● Stated task 1:
Please transcribe the rows below line for line, starting at the first line of the rows and ending at the line that contains "M16 79L16 78L10", with both of those lines included. Leave the pictures out of your answer.

# BATTLE OF THE AGES



## Waffles (Apr 4, 2011)

WHICH IS WORSE.
[yt]CD2LRROpph0[/yt]
OR
[yt]ymKLymvwD2U[/yt]
Choose your poison.


----------



## Ley (Apr 4, 2011)

WHAT THE FUCK IS THE SECOND ONE


WHAT THE FUCK


----------



## Riavis (Apr 4, 2011)

Just reading the title got "Whip my Hair," stuck in my head. I've never voted in a poll this quickly or clicked my mouse that harshly before.


----------



## Ley (Apr 4, 2011)

Riavis said:


> Just reading the title got "Whip my Hair," stuck in my head. I've never voted in a poll this quickly or clicked my mouse that harshly before.


 
Be nice to your mouse..


----------



## Riavis (Apr 4, 2011)

Ley said:


> Be nice to your mouse..


 
At the time it was the safest way to channel my rage. If it's any consolation, I have apologized to it profusely.


----------



## Waffles (Apr 4, 2011)

Whip my Hair is beating Friday?
INTERESTING!


----------



## Bernad (Apr 5, 2011)

Friday gets my vote.  I really don't like Whip My hair. : /


----------



## Fenneckfan14 (Apr 5, 2011)

Atleast Whip my Hair has a point. Ugh, friday is just stream-of-concious crap.


----------



## Xegras (Apr 5, 2011)

Fenneckfan14 said:


> Atleast Whip my Hair has a point. Ugh, friday is just stream-of-concious crap.



If you are going to say "Whip my hair" has a point because she keeps saying "I WHIP MY HURR BACk AND FORTH" then you might as well say "Friday" has one because she keeps talking about the great things you can do on a friday.


----------



## 8-bit (Apr 5, 2011)

They are both fucking awful and I choose to hate both of them.


----------



## Ozriel (Apr 5, 2011)

It's like asking do you want to pull out your liver or your kidneys.
The former can be used as the new "rick-roll".
The other....eh.


----------



## Waffles (Apr 5, 2011)

Okay fuck
We need to redo this poll including this song
[yt]7DwT_2QQU64[/yt]
No, it's not a parody-ish of Friday. It came FIRST.


----------

● Stated task 2:
Decide whether each statement agrees with the forum thread above: (a) Bernad votes for "Friday." (b) Riavis says they refused to apologize to the mouse. (c) Waffles calls the song added at the end a parody of "Friday." Answer yes or no for each, and quote the words from the thread that settle it.

● Records to use:
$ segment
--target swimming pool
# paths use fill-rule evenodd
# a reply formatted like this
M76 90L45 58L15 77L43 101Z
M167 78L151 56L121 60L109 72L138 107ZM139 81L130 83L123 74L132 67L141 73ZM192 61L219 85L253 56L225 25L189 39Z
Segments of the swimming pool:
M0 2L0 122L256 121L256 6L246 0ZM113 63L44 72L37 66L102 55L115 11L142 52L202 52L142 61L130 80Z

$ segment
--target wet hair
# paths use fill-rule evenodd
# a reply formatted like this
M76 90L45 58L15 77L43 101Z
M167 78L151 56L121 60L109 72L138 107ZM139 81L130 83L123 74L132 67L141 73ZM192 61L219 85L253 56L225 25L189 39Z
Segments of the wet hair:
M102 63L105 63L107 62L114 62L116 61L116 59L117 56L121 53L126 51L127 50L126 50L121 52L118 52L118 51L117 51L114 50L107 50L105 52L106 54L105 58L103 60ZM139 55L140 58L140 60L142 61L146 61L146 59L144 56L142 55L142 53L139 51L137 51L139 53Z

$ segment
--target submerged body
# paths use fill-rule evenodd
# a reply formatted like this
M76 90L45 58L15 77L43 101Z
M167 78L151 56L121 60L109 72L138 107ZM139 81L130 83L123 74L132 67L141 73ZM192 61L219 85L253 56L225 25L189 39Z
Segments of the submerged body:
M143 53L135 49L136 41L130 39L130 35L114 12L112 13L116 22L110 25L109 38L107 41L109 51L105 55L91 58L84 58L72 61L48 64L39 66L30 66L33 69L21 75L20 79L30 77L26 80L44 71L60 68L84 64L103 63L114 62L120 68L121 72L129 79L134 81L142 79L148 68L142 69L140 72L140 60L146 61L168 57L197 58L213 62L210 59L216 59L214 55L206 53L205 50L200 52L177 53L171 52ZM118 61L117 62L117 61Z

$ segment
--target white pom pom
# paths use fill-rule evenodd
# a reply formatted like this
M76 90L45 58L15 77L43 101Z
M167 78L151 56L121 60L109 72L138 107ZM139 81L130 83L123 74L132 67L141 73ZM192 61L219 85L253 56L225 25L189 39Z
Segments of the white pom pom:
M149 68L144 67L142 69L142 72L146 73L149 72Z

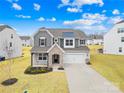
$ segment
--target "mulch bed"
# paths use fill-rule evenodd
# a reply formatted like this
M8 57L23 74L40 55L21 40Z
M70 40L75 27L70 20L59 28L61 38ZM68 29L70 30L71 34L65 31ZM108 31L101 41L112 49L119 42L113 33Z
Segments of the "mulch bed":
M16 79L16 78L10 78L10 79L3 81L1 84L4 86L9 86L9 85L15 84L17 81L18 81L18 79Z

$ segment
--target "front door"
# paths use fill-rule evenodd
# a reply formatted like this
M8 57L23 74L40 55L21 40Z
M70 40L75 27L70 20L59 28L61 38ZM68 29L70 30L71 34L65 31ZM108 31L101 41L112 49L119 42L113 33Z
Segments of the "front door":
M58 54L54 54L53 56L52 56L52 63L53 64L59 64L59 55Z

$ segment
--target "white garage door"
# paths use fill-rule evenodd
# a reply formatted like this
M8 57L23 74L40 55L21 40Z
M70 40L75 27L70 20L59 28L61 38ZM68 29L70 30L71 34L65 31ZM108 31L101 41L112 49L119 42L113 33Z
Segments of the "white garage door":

● Exercise response 1:
$ segment
--target swimming pool
# paths use fill-rule evenodd
# a reply formatted like this
M76 90L45 58L15 77L43 101Z
M167 78L151 56L121 60L109 72L138 107ZM139 81L130 83L123 74L132 67L141 73ZM192 61L219 85L253 56L225 25L189 39Z
Segments of the swimming pool:
M0 2L0 122L256 121L256 6L246 0ZM113 63L44 72L37 66L102 55L115 11L142 52L202 52L142 61L130 80Z

$ segment
--target wet hair
# paths use fill-rule evenodd
# a reply formatted like this
M76 90L45 58L15 77L43 101Z
M167 78L151 56L121 60L109 72L138 107ZM139 81L130 83L123 74L132 67L141 73ZM192 61L219 85L253 56L225 25L189 39Z
Segments of the wet hair:
M102 63L105 63L107 62L114 62L116 61L116 59L117 56L121 53L126 51L127 50L126 50L121 52L118 52L118 51L117 51L114 50L107 50L105 52L106 54L105 58L103 60ZM139 55L140 58L140 60L142 61L146 61L146 59L144 56L142 55L142 53L139 51L137 51L139 53Z

$ segment
--target submerged body
# paths use fill-rule evenodd
# a reply formatted like this
M76 90L45 58L15 77L43 101Z
M167 78L151 56L121 60L109 72L138 107ZM139 81L130 83L123 74L132 67L141 73ZM192 61L219 85L253 56L225 25L189 39Z
Segments of the submerged body:
M143 53L135 49L136 41L130 39L130 35L114 12L112 13L116 22L110 25L109 38L107 41L109 51L105 55L91 58L84 58L72 61L48 64L39 66L30 66L33 69L21 75L20 79L30 77L26 80L44 71L60 68L84 64L103 63L114 62L120 68L121 72L129 79L134 81L142 79L148 68L142 69L140 72L140 60L146 61L168 57L197 58L213 62L210 59L216 59L214 55L206 53L205 50L200 52L177 53L171 52ZM118 61L117 62L117 61Z

$ segment
--target white pom pom
# paths use fill-rule evenodd
# a reply formatted like this
M76 90L45 58L15 77L43 101Z
M167 78L151 56L121 60L109 72L138 107ZM139 81L130 83L123 74L132 67L141 73ZM192 61L219 85L253 56L225 25L189 39Z
Segments of the white pom pom:
M149 68L144 67L142 69L142 72L146 73L149 72Z

$ segment
--target "mulch bed"
# paths use fill-rule evenodd
# a reply formatted like this
M8 57L23 74L40 55L21 40Z
M70 40L75 27L70 20L59 28L61 38ZM68 29L70 30L71 34L65 31ZM108 31L101 41L112 49L119 42L113 33Z
Segments of the "mulch bed":
M16 79L16 78L10 78L10 79L3 81L1 84L4 86L9 86L9 85L15 84L17 81L18 81L18 79Z

● Exercise response 2:
(a) Yes: "Friday gets my vote."
(b) No: "If it's any consolation, I have apologized to it profusely."
(c) No: "No, it's not a parody-ish of Friday. It came FIRST."